• [DATA LISTING]:
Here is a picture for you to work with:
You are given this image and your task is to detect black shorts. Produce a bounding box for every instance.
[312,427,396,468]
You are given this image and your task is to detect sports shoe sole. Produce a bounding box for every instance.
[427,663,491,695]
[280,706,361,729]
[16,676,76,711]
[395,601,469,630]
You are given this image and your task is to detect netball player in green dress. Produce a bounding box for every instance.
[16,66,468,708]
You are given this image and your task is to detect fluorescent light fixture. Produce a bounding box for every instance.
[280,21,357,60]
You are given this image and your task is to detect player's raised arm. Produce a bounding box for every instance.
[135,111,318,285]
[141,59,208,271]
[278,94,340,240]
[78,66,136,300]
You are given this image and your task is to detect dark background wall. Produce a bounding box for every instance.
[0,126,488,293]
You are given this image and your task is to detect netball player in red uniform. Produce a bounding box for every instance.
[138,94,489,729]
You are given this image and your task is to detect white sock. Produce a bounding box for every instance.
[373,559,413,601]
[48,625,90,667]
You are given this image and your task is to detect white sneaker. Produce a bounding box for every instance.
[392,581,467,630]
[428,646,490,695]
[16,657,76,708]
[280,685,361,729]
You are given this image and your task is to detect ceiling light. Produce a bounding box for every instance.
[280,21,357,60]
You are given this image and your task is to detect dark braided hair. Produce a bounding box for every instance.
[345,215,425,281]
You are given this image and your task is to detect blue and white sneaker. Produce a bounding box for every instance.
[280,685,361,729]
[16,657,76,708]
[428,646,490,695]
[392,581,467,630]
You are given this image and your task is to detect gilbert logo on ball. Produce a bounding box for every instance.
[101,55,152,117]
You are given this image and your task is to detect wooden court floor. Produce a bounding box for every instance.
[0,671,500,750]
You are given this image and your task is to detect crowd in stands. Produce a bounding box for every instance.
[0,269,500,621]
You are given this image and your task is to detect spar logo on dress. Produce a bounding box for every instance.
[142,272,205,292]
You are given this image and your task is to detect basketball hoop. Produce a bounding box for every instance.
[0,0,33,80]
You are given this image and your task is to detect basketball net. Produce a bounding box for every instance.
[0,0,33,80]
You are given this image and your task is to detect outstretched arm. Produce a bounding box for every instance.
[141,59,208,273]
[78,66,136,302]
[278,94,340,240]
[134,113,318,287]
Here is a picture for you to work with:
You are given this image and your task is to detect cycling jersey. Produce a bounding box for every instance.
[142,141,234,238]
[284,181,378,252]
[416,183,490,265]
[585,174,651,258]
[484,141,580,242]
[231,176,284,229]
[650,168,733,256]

• [SHORT EXERCISE]: Reproduce all of the material above, replacing "ceiling light" with "overhead lamp" wherever it appears and leaving every other line unchanged.

• [EXERCISE SOLUTION]:
Here is a picture for you to work with:
You are given this image and your task is to detect black shorts. Produce a bounding box for every instance.
[312,427,396,468]
You are given this image and your task is to detect sports shoe sole. Produce a bounding box for every instance.
[427,663,491,695]
[280,706,361,729]
[16,676,76,711]
[395,601,469,630]
You are given this image and your task is to detect netball player in green dress. Produce a bounding box for every instance.
[16,66,468,708]
You are given this image and your task is to detect fluorescent light fixture. Produce a bounding box for every instance.
[280,21,357,60]
You are given this image and your task is to detect player's raised arm. Produce a bounding box for every instance.
[135,111,318,285]
[141,59,208,271]
[278,94,340,240]
[78,66,136,300]
You are given this image and your task is to detect dark background wall. Produce a bounding box for every instance.
[0,126,488,293]
You are given this image and your task is to detect netball player in red uniform. Produce a bounding box for every instance.
[138,94,489,729]
You are given this image and your task is to detect white sock. Produce a bounding box for every instance.
[373,559,413,601]
[48,625,90,667]
You are given this image and your task is to detect white sneaker. Produce a bounding box for every instance.
[392,581,467,630]
[428,646,490,695]
[16,657,76,708]
[280,685,361,729]
You are given this image and your task is to detect overhead lamp. Produce a bounding box for every instance.
[280,21,357,60]
You are given this image and your task is to detect dark braided hair. Produce a bounding box for every instance.
[345,215,425,281]
You are given this image and your task is to detect blue and white sneaker. Produce a bounding box for every instance.
[280,685,361,729]
[16,657,76,708]
[428,646,490,695]
[392,581,467,630]
You are given this image and your task is to detect gilbert logo on ball. Produce a bounding box for every instance.
[101,55,152,117]
You are given this image and your task is to detect wooden court floor. Produce a bounding box for every instance.
[0,671,500,750]
You are given this image and your task is to detect crowd in stands. Produce a bounding box for every instance.
[0,269,500,621]
You are given this image and your task is to detect spar logo on dress. Produce a bounding box for every instance.
[142,272,205,292]
You are given this image and your task is to detect basketball hoop. Produce a bounding box for every instance.
[0,0,33,80]
You are given this image and your task is to detect basketball net. Produce a bounding box for every instance.
[0,0,33,80]
You are given this image and your task is to detect outstretched arm. Produce a bounding box for every instance.
[141,59,208,273]
[78,66,136,302]
[278,94,340,240]
[134,113,318,287]
Here is a picture for you to work with:
You are given this image and your task is to detect cycling jersey. Produce a bounding box for every instance.
[142,141,234,238]
[284,181,378,252]
[416,183,490,265]
[585,174,651,258]
[484,141,580,242]
[231,176,284,229]
[650,168,733,256]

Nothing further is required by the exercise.